**Selected passage**
# Not sure what to do



## Sajiri (May 9, 2012)

My husband and I have been married for about 3 months now, we met online (with no intention to have a relationship at the time) and things progressed from there. Our relationship has had it's ups and downs but has been overall good, my husband is very loving and supportive but it feels like some things are missing.

Namely, I was a virgin when we met, and I still am.

Without going into the details of the past, I had some very bad experiences growing up that made me rather nervous about sex when older. My husband was always very understanding and never pressured me. We tried a couple times while dating, but because of other things going on in our lives at the time, I suppose I wasnt ready, and we agreed to simply wait. Despite that we were still pretty physical without going 'all the way.'

It feels like, though, since we've been married, he has no interest in me whatsoever when it comes to sex. I've made it clear to him I've been ready for a long time and want to, even before we married. At first I thought it was simply that we were stressed, he had just moved and had no job, no car, and my parents were pressuring him about those things. We worked through them one by one and I thought things would change, but he seems more interested in playing games on his computer or something. I talked to him about it, and he said he thinks we just aren't ready (He has had sexual partners before he met me so it's not a case of it for him) and that we should probably just go back to lots of foreplay to get me used to it. I agreed and yet, nothing has happened. A friend suggested I make the first move and come onto him, which I try, and he enjoys it but still does nothing. The moment I stop doing anything, even if its just to cuddle for a bit, its straight off to doing something else.

**Dataset entries**
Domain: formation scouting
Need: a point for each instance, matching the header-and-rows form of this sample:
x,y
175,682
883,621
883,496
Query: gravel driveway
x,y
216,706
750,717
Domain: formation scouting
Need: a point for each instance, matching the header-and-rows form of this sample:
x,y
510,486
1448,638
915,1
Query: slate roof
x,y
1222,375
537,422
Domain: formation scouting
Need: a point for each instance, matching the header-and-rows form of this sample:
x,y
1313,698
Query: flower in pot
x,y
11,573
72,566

**Stated problem**
Transcribe the forum post above, from "# Not sure what" up to and including "things are missing.".

**Answer to the task**
# Not sure what to do



## Sajiri (May 9, 2012)

My husband and I have been married for about 3 months now, we met online (with no intention to have a relationship at the time) and things progressed from there. Our relationship has had it's ups and downs but has been overall good, my husband is very loving and supportive but it feels like some things are missing.